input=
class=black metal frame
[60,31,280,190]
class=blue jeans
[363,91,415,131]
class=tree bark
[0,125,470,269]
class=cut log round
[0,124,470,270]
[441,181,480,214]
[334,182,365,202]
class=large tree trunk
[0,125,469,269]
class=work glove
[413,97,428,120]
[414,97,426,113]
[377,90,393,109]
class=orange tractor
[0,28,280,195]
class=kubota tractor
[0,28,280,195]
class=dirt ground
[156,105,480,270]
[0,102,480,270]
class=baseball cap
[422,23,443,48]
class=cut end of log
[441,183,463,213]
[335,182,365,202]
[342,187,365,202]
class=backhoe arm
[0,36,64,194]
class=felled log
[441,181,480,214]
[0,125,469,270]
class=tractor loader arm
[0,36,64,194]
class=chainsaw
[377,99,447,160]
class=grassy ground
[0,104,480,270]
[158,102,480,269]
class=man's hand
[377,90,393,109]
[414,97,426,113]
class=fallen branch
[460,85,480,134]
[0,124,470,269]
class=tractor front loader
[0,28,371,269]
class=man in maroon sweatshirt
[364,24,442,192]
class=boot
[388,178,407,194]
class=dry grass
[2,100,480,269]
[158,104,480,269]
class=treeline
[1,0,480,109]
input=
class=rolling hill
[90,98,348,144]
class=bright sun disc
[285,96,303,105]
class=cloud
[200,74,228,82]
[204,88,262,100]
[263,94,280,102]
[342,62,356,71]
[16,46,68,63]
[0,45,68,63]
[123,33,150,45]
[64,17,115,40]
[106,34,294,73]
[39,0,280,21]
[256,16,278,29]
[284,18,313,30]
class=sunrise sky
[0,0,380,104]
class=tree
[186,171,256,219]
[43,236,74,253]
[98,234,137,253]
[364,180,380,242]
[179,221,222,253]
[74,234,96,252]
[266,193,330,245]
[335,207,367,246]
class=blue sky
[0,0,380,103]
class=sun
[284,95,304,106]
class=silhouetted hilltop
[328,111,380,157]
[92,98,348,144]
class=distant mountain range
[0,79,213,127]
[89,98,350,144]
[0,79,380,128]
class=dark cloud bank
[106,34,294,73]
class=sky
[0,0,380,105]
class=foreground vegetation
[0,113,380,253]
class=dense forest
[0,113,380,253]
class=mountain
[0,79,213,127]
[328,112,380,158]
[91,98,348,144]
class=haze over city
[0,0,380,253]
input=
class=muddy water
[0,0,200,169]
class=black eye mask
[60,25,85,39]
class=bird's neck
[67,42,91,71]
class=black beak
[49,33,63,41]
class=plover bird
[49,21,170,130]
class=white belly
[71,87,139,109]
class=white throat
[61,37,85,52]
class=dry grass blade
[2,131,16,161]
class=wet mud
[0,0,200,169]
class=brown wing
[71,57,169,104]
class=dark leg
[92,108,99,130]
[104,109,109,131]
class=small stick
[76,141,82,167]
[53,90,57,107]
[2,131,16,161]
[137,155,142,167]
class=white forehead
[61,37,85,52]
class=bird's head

○ ○ ○

▶ _Exercise requirements_:
Put every line of the material above into a numbered list, skipping any blank lines.

▶ _Exercise output_:
1. input=
2. class=black metal frame
3. [60,31,280,190]
4. class=blue jeans
5. [363,91,415,131]
6. class=tree bark
7. [0,125,470,269]
8. class=cut log round
9. [0,124,470,270]
10. [441,181,480,214]
11. [334,182,365,202]
12. class=large tree trunk
13. [0,125,469,269]
14. class=work glove
15. [413,97,428,120]
16. [414,97,426,113]
17. [377,90,393,109]
18. class=orange tractor
19. [0,28,280,195]
20. class=kubota tractor
21. [0,28,280,195]
22. class=dirt ground
23. [156,105,480,270]
24. [0,102,480,270]
25. class=baseball cap
26. [422,23,443,48]
27. class=cut end of log
28. [441,183,463,213]
29. [335,182,365,202]
30. [342,187,365,202]
31. class=backhoe arm
32. [0,36,64,194]
33. class=felled log
34. [441,181,480,214]
35. [0,125,469,270]
36. class=tractor loader arm
37. [0,36,64,194]
38. class=chainsaw
39. [377,99,447,160]
40. class=grassy ground
41. [0,104,480,270]
42. [158,102,480,269]
43. class=man's hand
44. [377,90,393,109]
45. [414,97,426,113]
46. class=fallen branch
47. [460,85,480,134]
48. [0,124,470,269]
49. class=tractor front loader
50. [0,28,371,269]
51. class=man in maroon sweatshirt
52. [364,24,442,192]
53. class=boot
54. [388,178,407,194]
55. class=dry grass
56. [2,100,480,269]
57. [158,104,480,269]
58. class=treeline
59. [1,0,480,109]
60. input=
61. class=rolling hill
62. [90,98,348,144]
63. class=bright sun disc
64. [285,96,303,105]
65. class=cloud
66. [200,74,228,82]
67. [204,88,262,100]
68. [263,94,280,102]
69. [342,62,356,71]
70. [16,46,68,63]
71. [0,45,68,63]
72. [123,33,150,45]
73. [64,17,115,40]
74. [106,34,294,73]
75. [39,0,280,21]
76. [256,16,278,29]
77. [284,18,313,30]
78. class=sunrise sky
79. [0,0,380,104]
80. class=tree
81. [186,171,256,219]
82. [43,236,74,253]
83. [98,234,137,253]
84. [364,180,380,242]
85. [179,221,222,253]
86. [74,234,96,252]
87. [266,193,330,245]
88. [335,207,367,246]
89. class=blue sky
90. [0,0,380,103]
91. class=sun
92. [284,95,304,106]
93. class=silhouetted hilltop
94. [328,111,380,157]
95. [92,98,348,144]
96. class=distant mountain range
97. [0,79,213,127]
98. [89,98,350,144]
99. [0,79,380,128]
100. class=dark cloud bank
101. [106,34,294,73]
102. class=sky
103. [0,0,380,105]
104. class=foreground vegetation
105. [0,113,380,253]
106. class=dense forest
107. [0,113,380,253]
108. class=mountain
109. [0,79,213,127]
110. [328,112,380,158]
111. [91,98,348,144]
112. class=haze over city
113. [0,0,380,253]
114. input=
115. class=muddy water
116. [0,0,200,169]
117. class=black eye mask
118. [60,25,85,39]
119. class=bird's neck
120. [67,42,91,71]
121. class=black beak
122. [49,33,63,41]
123. class=plover bird
124. [49,21,170,130]
125. class=white belly
126. [71,87,139,109]
127. class=white throat
128. [61,37,85,52]
129. class=dry grass blade
130. [2,131,16,161]
131. class=wet mud
132. [0,0,200,169]
133. class=brown wing
134. [71,57,169,104]
135. class=dark leg
136. [92,108,99,130]
137. [104,109,109,131]
138. class=small stick
139. [76,141,82,167]
140. [53,90,57,107]
141. [2,131,16,161]
142. [137,155,142,167]
143. class=white forehead
144. [61,37,85,52]
145. class=bird's head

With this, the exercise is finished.